**AVAILABLE RECORDS**:
__________

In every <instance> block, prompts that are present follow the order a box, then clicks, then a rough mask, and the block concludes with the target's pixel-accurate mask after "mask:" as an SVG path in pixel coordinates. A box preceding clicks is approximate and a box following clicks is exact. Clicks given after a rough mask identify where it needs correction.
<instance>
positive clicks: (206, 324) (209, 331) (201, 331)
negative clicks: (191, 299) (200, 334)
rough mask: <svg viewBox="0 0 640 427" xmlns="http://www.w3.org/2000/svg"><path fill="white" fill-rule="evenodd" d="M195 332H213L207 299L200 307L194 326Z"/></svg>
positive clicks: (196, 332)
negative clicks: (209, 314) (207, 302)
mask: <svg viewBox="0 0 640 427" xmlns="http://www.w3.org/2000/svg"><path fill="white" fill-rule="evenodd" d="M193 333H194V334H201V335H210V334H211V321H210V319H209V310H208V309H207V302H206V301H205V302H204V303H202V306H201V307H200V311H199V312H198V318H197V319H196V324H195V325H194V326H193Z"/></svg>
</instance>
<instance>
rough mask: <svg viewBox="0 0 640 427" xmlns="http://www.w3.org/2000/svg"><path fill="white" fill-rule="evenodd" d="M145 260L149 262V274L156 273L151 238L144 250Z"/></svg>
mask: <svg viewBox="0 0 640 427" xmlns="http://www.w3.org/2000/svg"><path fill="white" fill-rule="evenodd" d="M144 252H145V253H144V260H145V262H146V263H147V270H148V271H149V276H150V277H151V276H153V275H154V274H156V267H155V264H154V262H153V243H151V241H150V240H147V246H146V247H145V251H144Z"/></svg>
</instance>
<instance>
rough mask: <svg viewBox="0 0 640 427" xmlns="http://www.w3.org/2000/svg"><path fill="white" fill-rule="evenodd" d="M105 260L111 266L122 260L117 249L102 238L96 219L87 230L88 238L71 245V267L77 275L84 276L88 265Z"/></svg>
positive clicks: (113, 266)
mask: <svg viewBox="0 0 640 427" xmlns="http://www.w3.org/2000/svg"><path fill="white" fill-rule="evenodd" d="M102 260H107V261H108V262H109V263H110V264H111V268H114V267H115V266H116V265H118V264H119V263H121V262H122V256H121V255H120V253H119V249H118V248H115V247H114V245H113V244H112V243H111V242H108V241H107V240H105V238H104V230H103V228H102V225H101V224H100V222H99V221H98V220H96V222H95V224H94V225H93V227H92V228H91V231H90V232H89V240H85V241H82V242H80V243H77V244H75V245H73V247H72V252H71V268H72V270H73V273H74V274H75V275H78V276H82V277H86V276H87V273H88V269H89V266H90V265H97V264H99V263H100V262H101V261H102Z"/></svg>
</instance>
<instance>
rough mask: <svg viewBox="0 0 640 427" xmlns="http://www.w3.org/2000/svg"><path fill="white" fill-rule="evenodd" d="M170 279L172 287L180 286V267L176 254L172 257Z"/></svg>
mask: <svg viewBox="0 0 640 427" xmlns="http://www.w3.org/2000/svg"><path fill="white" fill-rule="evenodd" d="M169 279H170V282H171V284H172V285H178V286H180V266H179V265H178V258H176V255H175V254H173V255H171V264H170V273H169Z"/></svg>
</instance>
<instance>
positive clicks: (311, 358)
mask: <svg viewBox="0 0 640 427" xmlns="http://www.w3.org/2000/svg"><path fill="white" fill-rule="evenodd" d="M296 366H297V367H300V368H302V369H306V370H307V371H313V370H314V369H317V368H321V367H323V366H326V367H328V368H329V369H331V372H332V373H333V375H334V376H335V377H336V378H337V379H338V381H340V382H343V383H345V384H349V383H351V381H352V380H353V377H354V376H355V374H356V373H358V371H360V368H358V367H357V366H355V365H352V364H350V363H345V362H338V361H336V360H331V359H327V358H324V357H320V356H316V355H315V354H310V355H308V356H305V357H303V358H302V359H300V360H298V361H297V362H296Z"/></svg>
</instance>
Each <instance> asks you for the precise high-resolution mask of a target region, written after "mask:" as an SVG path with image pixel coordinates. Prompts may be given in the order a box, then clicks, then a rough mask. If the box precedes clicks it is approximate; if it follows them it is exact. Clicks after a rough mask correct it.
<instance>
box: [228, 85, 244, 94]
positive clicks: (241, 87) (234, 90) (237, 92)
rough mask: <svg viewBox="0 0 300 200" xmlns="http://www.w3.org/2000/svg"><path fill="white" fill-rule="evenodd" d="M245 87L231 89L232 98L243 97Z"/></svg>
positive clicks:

__________

**REQUIREMENT**:
Copy out the data in full, exactly.

**ANSWER TO THIS EXERCISE**:
In every <instance> block, prompts that are present follow the order a box, then clicks, then a rough mask, and the block concludes with the target's pixel-accurate mask after "mask:" as an SVG path in pixel coordinates. A box preceding clicks is approximate and a box following clicks is exact. Clicks given after a rough mask identify where it needs correction.
<instance>
positive clicks: (206, 324) (209, 331) (201, 331)
negative clicks: (191, 299) (200, 334)
rough mask: <svg viewBox="0 0 640 427" xmlns="http://www.w3.org/2000/svg"><path fill="white" fill-rule="evenodd" d="M195 332H213L207 299L200 307L194 326Z"/></svg>
positive clicks: (196, 332)
negative clicks: (209, 314) (207, 302)
mask: <svg viewBox="0 0 640 427" xmlns="http://www.w3.org/2000/svg"><path fill="white" fill-rule="evenodd" d="M193 333H194V334H201V335H210V334H211V321H210V319H209V310H208V309H207V302H206V301H205V302H204V303H202V306H201V307H200V311H199V312H198V318H197V319H196V324H195V325H194V326H193Z"/></svg>
</instance>
<instance>
rough mask: <svg viewBox="0 0 640 427" xmlns="http://www.w3.org/2000/svg"><path fill="white" fill-rule="evenodd" d="M145 260L149 262V274L156 273L151 238L144 250Z"/></svg>
mask: <svg viewBox="0 0 640 427" xmlns="http://www.w3.org/2000/svg"><path fill="white" fill-rule="evenodd" d="M144 252H145V253H144V260H145V262H146V263H147V270H148V271H149V276H150V277H151V276H153V275H154V274H156V267H155V264H154V262H153V243H151V241H150V240H147V246H146V247H145V251H144Z"/></svg>
</instance>
<instance>
rough mask: <svg viewBox="0 0 640 427" xmlns="http://www.w3.org/2000/svg"><path fill="white" fill-rule="evenodd" d="M105 260L111 266L122 260L117 249L102 238L96 219L87 230L88 238L71 245V267L77 275L84 276L88 265Z"/></svg>
positive clicks: (113, 266)
mask: <svg viewBox="0 0 640 427" xmlns="http://www.w3.org/2000/svg"><path fill="white" fill-rule="evenodd" d="M102 260H107V261H108V262H109V263H110V264H111V268H114V267H115V266H116V265H118V264H119V263H121V262H122V256H121V255H120V253H119V249H118V248H115V247H114V245H113V244H112V243H111V242H108V241H107V240H105V238H104V230H103V228H102V225H101V224H100V222H99V221H98V220H96V222H95V224H94V225H93V227H92V228H91V231H90V232H89V240H85V241H82V242H80V243H77V244H75V245H73V247H72V252H71V268H72V270H73V273H74V274H75V275H78V276H82V277H86V276H87V273H88V269H89V266H90V265H97V264H99V263H100V262H101V261H102Z"/></svg>
</instance>
<instance>
rough mask: <svg viewBox="0 0 640 427" xmlns="http://www.w3.org/2000/svg"><path fill="white" fill-rule="evenodd" d="M170 279L172 287L180 286V267L176 254L172 257Z"/></svg>
mask: <svg viewBox="0 0 640 427" xmlns="http://www.w3.org/2000/svg"><path fill="white" fill-rule="evenodd" d="M169 279H170V282H171V284H172V285H178V286H180V266H179V265H178V258H176V255H175V254H173V255H171V264H170V273H169Z"/></svg>
</instance>
<instance>
positive clicks: (311, 358)
mask: <svg viewBox="0 0 640 427" xmlns="http://www.w3.org/2000/svg"><path fill="white" fill-rule="evenodd" d="M296 366H297V367H300V368H302V369H306V370H307V371H313V370H314V369H317V368H321V367H323V366H326V367H328V368H329V369H331V372H332V373H333V375H334V376H335V377H336V378H337V379H338V381H340V382H343V383H345V384H349V383H351V381H352V380H353V377H354V376H355V374H356V373H358V371H360V368H358V367H357V366H355V365H352V364H350V363H345V362H338V361H336V360H331V359H327V358H324V357H320V356H316V355H315V354H310V355H308V356H305V357H303V358H302V359H300V360H298V361H297V362H296Z"/></svg>
</instance>
Each <instance> asks you for the precise high-resolution mask of a target region, written after "mask:" as an SVG path with image pixel coordinates. Prompts may be given in the order a box, then clicks, then a rough mask. If the box precedes clicks it is approximate; if it follows them it is exact. Clicks after a rough mask correct it.
<instance>
box: [228, 85, 244, 94]
positive clicks: (241, 87) (234, 90) (237, 92)
rough mask: <svg viewBox="0 0 300 200" xmlns="http://www.w3.org/2000/svg"><path fill="white" fill-rule="evenodd" d="M245 87L231 89L232 98L243 97Z"/></svg>
positive clicks:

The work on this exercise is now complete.